SHORT PROBLEM - Locate every line in the entries below that contains the word "white", and copy each such line in full. Matching is case-sensitive.

MATERIAL FOR THIS TASK -
#####

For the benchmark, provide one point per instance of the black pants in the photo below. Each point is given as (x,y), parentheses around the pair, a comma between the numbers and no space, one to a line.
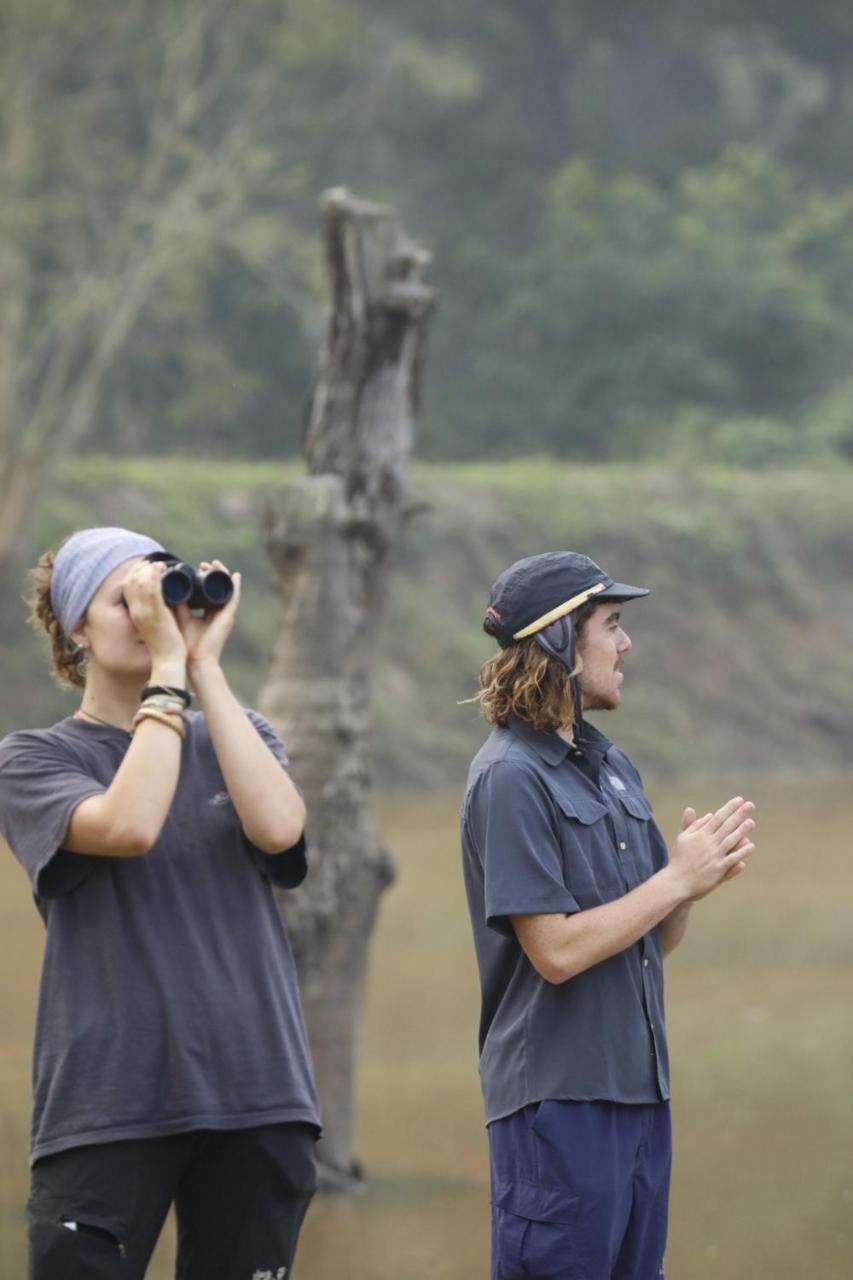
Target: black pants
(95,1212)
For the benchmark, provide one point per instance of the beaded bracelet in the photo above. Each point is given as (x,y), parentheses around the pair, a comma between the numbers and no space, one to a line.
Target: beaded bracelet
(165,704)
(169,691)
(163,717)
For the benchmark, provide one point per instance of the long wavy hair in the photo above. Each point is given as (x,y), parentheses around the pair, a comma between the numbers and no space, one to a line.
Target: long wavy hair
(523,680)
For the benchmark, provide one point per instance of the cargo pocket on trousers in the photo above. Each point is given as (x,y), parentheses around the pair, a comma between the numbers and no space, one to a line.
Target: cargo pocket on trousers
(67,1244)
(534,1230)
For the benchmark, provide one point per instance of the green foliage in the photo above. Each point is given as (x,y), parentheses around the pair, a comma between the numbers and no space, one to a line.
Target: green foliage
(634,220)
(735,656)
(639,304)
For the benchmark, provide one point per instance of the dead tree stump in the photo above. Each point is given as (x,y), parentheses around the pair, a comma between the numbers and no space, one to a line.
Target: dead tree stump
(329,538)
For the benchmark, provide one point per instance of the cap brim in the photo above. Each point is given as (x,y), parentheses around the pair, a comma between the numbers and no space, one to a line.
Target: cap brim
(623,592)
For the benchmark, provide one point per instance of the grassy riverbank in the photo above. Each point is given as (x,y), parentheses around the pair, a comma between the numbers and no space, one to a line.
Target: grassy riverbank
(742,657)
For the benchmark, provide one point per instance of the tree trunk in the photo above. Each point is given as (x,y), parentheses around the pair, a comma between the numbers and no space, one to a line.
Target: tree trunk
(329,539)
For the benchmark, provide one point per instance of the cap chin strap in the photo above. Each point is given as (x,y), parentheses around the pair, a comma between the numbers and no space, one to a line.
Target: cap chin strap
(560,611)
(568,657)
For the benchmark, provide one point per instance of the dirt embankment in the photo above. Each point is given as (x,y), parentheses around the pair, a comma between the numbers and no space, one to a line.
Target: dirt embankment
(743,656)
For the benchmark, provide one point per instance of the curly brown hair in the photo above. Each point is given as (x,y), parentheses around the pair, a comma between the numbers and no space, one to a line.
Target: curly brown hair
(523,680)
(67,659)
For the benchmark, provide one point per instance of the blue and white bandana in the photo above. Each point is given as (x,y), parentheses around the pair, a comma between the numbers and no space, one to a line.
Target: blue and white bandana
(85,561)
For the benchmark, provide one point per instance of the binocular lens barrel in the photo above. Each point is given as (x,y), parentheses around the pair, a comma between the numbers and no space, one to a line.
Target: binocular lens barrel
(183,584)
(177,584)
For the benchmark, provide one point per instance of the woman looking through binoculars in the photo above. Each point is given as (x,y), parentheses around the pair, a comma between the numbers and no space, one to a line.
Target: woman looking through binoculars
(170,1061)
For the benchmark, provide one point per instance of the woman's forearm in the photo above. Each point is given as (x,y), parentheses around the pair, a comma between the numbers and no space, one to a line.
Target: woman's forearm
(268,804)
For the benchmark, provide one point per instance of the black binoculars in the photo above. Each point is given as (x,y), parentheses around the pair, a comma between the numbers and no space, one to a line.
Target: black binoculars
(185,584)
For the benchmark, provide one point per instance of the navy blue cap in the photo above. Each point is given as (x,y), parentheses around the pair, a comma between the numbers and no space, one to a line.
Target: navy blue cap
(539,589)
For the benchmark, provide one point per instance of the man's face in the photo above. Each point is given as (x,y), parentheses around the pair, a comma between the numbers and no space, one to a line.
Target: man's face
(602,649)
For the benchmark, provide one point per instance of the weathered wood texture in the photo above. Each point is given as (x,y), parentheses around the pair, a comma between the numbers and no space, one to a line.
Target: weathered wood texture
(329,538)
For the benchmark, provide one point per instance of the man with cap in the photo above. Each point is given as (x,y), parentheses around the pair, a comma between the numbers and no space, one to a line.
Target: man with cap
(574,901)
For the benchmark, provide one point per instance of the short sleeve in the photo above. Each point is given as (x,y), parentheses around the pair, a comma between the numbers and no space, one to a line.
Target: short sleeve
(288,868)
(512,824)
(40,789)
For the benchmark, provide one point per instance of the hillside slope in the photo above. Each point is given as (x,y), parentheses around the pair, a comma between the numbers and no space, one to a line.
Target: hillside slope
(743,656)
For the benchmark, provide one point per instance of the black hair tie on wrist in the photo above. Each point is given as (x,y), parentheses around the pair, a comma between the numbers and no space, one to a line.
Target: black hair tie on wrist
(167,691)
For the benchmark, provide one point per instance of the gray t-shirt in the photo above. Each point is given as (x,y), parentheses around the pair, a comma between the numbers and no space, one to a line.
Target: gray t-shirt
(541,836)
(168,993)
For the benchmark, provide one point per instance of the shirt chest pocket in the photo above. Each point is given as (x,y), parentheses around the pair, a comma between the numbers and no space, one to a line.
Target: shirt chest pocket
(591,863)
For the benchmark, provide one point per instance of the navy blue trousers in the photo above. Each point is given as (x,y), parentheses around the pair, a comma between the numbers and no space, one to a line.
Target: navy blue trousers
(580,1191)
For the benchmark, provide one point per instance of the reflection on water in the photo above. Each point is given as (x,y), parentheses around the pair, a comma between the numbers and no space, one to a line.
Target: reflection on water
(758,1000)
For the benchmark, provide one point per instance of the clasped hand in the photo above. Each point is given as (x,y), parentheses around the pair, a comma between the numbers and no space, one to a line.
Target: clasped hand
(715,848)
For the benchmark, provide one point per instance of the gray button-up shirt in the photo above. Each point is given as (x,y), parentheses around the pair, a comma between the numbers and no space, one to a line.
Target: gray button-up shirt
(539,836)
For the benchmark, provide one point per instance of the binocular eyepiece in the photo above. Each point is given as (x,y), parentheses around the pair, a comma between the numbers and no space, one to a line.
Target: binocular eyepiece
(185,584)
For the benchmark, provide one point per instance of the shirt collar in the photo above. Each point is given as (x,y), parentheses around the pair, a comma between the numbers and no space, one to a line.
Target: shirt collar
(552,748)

#####

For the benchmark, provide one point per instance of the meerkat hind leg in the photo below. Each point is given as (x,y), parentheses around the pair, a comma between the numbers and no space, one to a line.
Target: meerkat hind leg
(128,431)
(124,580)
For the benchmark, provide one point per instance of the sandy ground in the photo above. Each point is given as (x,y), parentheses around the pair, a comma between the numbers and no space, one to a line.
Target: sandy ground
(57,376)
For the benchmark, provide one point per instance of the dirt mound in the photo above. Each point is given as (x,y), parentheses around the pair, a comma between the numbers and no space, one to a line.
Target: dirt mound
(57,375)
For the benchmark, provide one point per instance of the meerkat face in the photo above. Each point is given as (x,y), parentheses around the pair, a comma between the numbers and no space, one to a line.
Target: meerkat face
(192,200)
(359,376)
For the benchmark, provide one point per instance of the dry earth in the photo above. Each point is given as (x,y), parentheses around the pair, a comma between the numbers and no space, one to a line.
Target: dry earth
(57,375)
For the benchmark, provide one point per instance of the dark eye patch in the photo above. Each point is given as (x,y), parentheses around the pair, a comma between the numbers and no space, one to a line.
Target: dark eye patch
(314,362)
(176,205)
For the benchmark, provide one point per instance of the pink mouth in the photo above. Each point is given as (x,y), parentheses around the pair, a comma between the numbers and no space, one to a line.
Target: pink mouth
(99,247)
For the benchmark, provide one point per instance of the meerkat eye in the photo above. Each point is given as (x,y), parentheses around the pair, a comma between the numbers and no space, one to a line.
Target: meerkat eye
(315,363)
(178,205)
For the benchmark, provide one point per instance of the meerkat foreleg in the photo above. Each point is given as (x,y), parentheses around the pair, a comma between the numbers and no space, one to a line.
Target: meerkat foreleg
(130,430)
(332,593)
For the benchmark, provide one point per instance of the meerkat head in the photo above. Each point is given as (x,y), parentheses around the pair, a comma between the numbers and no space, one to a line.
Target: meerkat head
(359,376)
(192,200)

#####

EXERCISE ANSWER -
For the benchmark, provide one point per instance of the blue and white bandana in the photo above. Each point is given as (x,y), parentheses around the pair, a comma between the numbers and no space, one to a line.
Target: blue and white bandana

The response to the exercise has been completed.